#### [Exercise instructions]
Render every line of the items below as a Markdown table with two columns, "Number" and "Entry". Number the rows in order and omit blank lines.

#### [Dataset rows]
________________________

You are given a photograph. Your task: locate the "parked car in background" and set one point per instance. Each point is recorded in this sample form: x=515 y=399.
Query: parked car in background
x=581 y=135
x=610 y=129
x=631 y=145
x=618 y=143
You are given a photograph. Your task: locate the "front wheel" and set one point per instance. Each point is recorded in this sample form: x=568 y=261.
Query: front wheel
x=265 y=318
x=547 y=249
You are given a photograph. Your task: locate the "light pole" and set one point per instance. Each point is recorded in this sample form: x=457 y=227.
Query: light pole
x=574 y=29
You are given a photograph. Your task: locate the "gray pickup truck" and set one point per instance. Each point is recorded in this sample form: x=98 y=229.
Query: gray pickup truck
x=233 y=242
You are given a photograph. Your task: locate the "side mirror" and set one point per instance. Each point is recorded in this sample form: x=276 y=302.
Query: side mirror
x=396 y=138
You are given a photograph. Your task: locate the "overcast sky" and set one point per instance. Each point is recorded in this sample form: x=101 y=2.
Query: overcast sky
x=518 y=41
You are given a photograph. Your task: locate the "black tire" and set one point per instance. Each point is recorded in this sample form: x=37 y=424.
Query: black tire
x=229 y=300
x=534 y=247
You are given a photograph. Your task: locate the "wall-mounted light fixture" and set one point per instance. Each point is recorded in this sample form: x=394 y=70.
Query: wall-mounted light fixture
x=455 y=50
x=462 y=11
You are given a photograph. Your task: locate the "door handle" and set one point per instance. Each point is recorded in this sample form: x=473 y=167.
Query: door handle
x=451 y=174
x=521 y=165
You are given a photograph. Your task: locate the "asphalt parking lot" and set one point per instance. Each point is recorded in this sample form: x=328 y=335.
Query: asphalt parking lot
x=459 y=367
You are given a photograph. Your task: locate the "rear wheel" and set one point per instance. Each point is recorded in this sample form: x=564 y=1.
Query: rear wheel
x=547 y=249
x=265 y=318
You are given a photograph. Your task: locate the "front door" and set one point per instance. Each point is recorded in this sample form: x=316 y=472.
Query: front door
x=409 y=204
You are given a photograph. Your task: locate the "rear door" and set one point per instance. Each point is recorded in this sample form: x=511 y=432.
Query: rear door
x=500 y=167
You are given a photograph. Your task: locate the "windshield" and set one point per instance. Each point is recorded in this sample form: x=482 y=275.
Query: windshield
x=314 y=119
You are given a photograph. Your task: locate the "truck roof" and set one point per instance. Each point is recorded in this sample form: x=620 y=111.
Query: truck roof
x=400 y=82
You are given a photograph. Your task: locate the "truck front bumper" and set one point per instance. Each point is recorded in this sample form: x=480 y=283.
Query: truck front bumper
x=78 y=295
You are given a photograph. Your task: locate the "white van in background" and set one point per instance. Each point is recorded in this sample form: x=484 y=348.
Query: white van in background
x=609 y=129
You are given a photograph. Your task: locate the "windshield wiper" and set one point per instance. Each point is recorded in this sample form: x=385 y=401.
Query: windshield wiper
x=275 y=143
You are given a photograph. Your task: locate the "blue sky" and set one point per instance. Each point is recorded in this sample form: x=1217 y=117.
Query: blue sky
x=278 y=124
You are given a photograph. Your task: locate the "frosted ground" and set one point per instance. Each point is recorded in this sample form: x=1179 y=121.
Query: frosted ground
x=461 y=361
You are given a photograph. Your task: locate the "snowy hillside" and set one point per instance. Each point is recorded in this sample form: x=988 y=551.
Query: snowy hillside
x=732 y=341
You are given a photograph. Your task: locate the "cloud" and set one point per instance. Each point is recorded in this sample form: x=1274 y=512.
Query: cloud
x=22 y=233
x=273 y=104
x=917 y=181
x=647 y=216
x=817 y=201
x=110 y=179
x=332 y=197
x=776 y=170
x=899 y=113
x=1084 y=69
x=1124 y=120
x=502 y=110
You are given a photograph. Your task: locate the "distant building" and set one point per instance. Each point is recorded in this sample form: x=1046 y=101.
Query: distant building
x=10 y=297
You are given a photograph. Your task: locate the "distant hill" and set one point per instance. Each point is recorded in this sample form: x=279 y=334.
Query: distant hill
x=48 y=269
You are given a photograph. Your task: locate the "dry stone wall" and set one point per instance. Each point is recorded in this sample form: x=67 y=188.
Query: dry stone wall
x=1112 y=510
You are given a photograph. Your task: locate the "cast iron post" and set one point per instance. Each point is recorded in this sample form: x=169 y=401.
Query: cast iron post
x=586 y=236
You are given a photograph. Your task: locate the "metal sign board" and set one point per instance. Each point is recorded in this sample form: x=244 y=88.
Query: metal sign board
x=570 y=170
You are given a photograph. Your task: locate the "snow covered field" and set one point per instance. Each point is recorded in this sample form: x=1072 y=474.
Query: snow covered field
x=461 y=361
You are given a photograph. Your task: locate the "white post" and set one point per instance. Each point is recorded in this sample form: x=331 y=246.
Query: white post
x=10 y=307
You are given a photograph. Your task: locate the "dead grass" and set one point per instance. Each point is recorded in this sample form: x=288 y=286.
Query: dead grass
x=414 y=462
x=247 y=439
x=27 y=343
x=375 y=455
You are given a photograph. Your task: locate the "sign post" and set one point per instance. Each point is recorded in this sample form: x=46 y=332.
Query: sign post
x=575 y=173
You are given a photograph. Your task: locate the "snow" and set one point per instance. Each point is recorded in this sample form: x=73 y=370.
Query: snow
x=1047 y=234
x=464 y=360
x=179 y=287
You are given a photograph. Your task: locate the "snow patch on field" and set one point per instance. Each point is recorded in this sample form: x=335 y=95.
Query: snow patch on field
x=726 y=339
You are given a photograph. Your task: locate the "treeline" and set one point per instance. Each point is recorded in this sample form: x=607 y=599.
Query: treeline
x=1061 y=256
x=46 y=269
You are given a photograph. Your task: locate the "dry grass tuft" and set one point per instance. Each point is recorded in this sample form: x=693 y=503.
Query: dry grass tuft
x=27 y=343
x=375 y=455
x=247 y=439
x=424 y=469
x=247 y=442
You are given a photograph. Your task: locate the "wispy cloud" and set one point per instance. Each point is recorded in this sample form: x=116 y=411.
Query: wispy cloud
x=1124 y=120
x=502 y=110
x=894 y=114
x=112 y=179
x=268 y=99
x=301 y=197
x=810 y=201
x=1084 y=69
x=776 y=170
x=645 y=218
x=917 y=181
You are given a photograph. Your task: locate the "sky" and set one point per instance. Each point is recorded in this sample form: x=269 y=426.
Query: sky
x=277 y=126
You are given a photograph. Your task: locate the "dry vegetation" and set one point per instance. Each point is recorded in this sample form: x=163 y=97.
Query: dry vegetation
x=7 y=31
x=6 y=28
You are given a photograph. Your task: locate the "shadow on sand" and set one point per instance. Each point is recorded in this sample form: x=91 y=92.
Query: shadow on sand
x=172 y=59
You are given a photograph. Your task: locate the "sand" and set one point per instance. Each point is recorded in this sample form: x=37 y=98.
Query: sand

________________________

#### [Solution to this problem]
| Number | Entry |
|---|---|
| 1 | You are given a photograph. Your task: locate the "parked car in background" and set one point per instance. Each point is recorded in this sample form: x=515 y=399. |
| 2 | Query: parked car in background |
| 3 | x=581 y=135 |
| 4 | x=610 y=129 |
| 5 | x=631 y=145 |
| 6 | x=618 y=143 |
| 7 | You are given a photograph. Your task: locate the "front wheel" and set one point per instance. Each point is recorded in this sample form: x=568 y=261. |
| 8 | Query: front wheel |
| 9 | x=265 y=318 |
| 10 | x=547 y=249 |
| 11 | You are given a photograph. Your task: locate the "light pole" and set one point per instance. Each point is recorded in this sample form: x=457 y=227. |
| 12 | Query: light pole |
| 13 | x=574 y=29 |
| 14 | You are given a photograph. Your task: locate the "gray pickup truck" and set one point per instance. Each point is recorded in this sample form: x=98 y=229. |
| 15 | Query: gray pickup truck |
| 16 | x=233 y=242 |
| 17 | You are given a photograph. Your task: locate the "side mirror" and set one point per instance. Each point is recorded in this sample form: x=276 y=302. |
| 18 | Query: side mirror |
| 19 | x=396 y=138 |
| 20 | You are given a photograph. Your task: locate the "overcast sky" and set one point per instance. Each point is recorded in this sample form: x=101 y=2. |
| 21 | Query: overcast sky |
| 22 | x=518 y=41 |
| 23 | You are given a photograph. Your task: locate the "black tire" and set one point per instance. Each point is recorded in this sample form: x=37 y=424. |
| 24 | Query: black tire |
| 25 | x=229 y=300 |
| 26 | x=534 y=247 |
| 27 | You are given a photograph. Your task: locate the "wall-mounted light fixture" and set one point per instance. Each point is recorded in this sample form: x=394 y=70. |
| 28 | Query: wall-mounted light fixture |
| 29 | x=455 y=50 |
| 30 | x=462 y=11 |
| 31 | You are given a photograph. Your task: locate the "door handle" and set one point per instance. Each point is recorded in this sample form: x=473 y=167. |
| 32 | Query: door handle |
| 33 | x=451 y=174 |
| 34 | x=521 y=165 |
| 35 | You are given a photograph. Your task: locate the "asphalt parking lot" and set one point per instance. Each point is recorded in this sample form: x=328 y=335. |
| 36 | Query: asphalt parking lot |
| 37 | x=459 y=367 |
| 38 | You are given a photograph. Your task: locate the "rear wheel" and set one point per instance. Each point is recorded in this sample form: x=564 y=1. |
| 39 | Query: rear wheel |
| 40 | x=547 y=249 |
| 41 | x=265 y=318 |
| 42 | You are given a photograph. Your task: locate the "front door" and set one point per instance. Each point is recorded in this sample form: x=316 y=472. |
| 43 | Query: front door |
| 44 | x=409 y=204 |
| 45 | You are given a photograph. Your task: locate the "rear door" and set one point per instance. Each point is recorded in this sample form: x=511 y=432. |
| 46 | Query: rear door |
| 47 | x=500 y=167 |
| 48 | You are given a photograph. Your task: locate the "windshield" and set one point per instance. Each point is recorded in this sample form: x=482 y=275. |
| 49 | Query: windshield |
| 50 | x=314 y=119 |
| 51 | You are given a photograph. Your task: locate the "truck roof" and set one point per instance. Each point is recorded in this sample form: x=620 y=111. |
| 52 | Query: truck roof |
| 53 | x=400 y=82 |
| 54 | You are given a photograph. Your task: locate the "truck front bumper" and set one point per instance. Each point is recorded in this sample form: x=480 y=283. |
| 55 | Query: truck front bumper |
| 56 | x=78 y=295 |
| 57 | You are given a photograph. Your task: locate the "white van in background" and set one point per instance. Each point is recorded in this sample form: x=484 y=348. |
| 58 | Query: white van in background |
| 59 | x=609 y=129 |
| 60 | You are given a photograph. Your task: locate the "windshield wiper" and set one point per instance. Each point is recorded in this sample form: x=385 y=401. |
| 61 | Query: windshield wiper |
| 62 | x=275 y=143 |
| 63 | You are given a photograph. Your task: locate the "blue sky" and set one point per instance. Each point is recorded in this sample form: x=1217 y=117. |
| 64 | Query: blue sky |
| 65 | x=278 y=124 |
| 66 | You are given a photograph. Your task: locate the "frosted ground" and set one point per instance. Each point is recorded in this sample form: x=1179 y=121. |
| 67 | Query: frosted ground |
| 68 | x=461 y=361 |
| 69 | You are given a photograph. Your task: locate the "snowy hillside" and set one point per instance. Each point is recorded in this sample form: x=988 y=551. |
| 70 | Query: snowy hillside |
| 71 | x=732 y=341 |
| 72 | You are given a photograph. Your task: locate the "cloud" and set one point per instance. Each point is recorded in this sample form: x=1274 y=512. |
| 73 | Query: cloud |
| 74 | x=22 y=233 |
| 75 | x=273 y=104 |
| 76 | x=917 y=181 |
| 77 | x=647 y=216 |
| 78 | x=817 y=201 |
| 79 | x=110 y=179 |
| 80 | x=332 y=197 |
| 81 | x=776 y=170 |
| 82 | x=899 y=113 |
| 83 | x=1084 y=69 |
| 84 | x=1124 y=120 |
| 85 | x=502 y=110 |
| 86 | You are given a photograph. Your task: locate the "distant building" and set one point per instance. Each point is recorded in this sample form: x=1046 y=101. |
| 87 | Query: distant building |
| 88 | x=10 y=297 |
| 89 | You are given a photograph. Your task: locate the "distant hill" and set one point per instance. Each point is recorded in this sample form: x=279 y=334. |
| 90 | Query: distant hill |
| 91 | x=48 y=269 |
| 92 | You are given a photograph. Your task: locate the "dry stone wall" and set one point per instance. Each point is recorded in this sample form: x=67 y=188. |
| 93 | Query: dry stone wall |
| 94 | x=1112 y=510 |
| 95 | You are given a photograph. Your task: locate the "cast iron post" and set one point per instance. Each point is recorded in this sample form: x=169 y=401. |
| 96 | Query: cast iron post |
| 97 | x=586 y=236 |
| 98 | You are given a photograph. Your task: locate the "metal sign board" and set one point per instance. Each point is recorded in this sample form: x=244 y=88. |
| 99 | Query: metal sign board |
| 100 | x=570 y=170 |
| 101 | You are given a photograph. Your task: locate the "snow covered field" and set one point per instance. Each point is recorded in this sample form: x=1072 y=474. |
| 102 | Query: snow covered field |
| 103 | x=461 y=361 |
| 104 | You are given a photograph. Your task: locate the "white post" and set one point per instance. Each point is recorded in this sample form: x=331 y=246. |
| 105 | Query: white post |
| 106 | x=10 y=307 |
| 107 | You are given a photograph. Your task: locate the "dead grass" and set one point per instance. Each point is recorded in this sample form: x=288 y=286. |
| 108 | Query: dead grass |
| 109 | x=414 y=462 |
| 110 | x=247 y=439 |
| 111 | x=27 y=343 |
| 112 | x=375 y=455 |
| 113 | You are given a photograph. Your task: locate the "sign post" and set one point per instance. Each point is recorded in this sample form: x=46 y=332. |
| 114 | Query: sign post |
| 115 | x=575 y=173 |
| 116 | You are given a photograph. Your task: locate the "snow" and set one point per instance. Each point is recorded in this sample form: x=73 y=370. |
| 117 | Query: snow |
| 118 | x=1047 y=234 |
| 119 | x=464 y=360 |
| 120 | x=179 y=287 |
| 121 | You are given a photograph. Your task: locate the "snow patch on field" and set one point per instance. Each point is recorded in this sample form: x=335 y=95. |
| 122 | Query: snow patch on field |
| 123 | x=726 y=339 |
| 124 | You are given a photograph. Your task: locate the "treeline" and set one point per instance. Each point is recorded in this sample form: x=607 y=599. |
| 125 | Query: treeline |
| 126 | x=1061 y=256 |
| 127 | x=46 y=269 |
| 128 | You are given a photograph. Your task: locate the "dry grass tuft" and set one point per instance. Each point is recorded in this sample form: x=693 y=503. |
| 129 | Query: dry grass tuft |
| 130 | x=27 y=343 |
| 131 | x=375 y=455 |
| 132 | x=247 y=439 |
| 133 | x=424 y=469 |
| 134 | x=247 y=442 |
| 135 | You are given a photograph. Your task: locate the "wispy cloud" and set one point per instance. Each point is recorded in this sample form: x=116 y=411. |
| 136 | Query: wispy cloud |
| 137 | x=1124 y=120 |
| 138 | x=502 y=110 |
| 139 | x=894 y=114 |
| 140 | x=112 y=179 |
| 141 | x=268 y=99 |
| 142 | x=301 y=197 |
| 143 | x=810 y=201 |
| 144 | x=1084 y=69 |
| 145 | x=776 y=170 |
| 146 | x=645 y=218 |
| 147 | x=917 y=181 |
| 148 | You are given a photograph. Your task: locate the "sky" and set one point per instance. Each point is recorded in this sample form: x=269 y=426. |
| 149 | Query: sky |
| 150 | x=277 y=126 |
| 151 | You are given a photograph. Your task: locate the "dry vegetation" and set one point per instance. Each point is recorded in this sample form: x=163 y=97. |
| 152 | Query: dry vegetation |
| 153 | x=7 y=31 |
| 154 | x=6 y=28 |
| 155 | You are given a photograph. Your task: locate the "shadow on sand" and set one point per instance. Each point is recorded in this sample form: x=91 y=92. |
| 156 | Query: shadow on sand |
| 157 | x=172 y=59 |
| 158 | You are given a photograph. Your task: locate the "sand" and set one point per instance. Each point is recorded in this sample form: x=37 y=98. |
| 159 | Query: sand |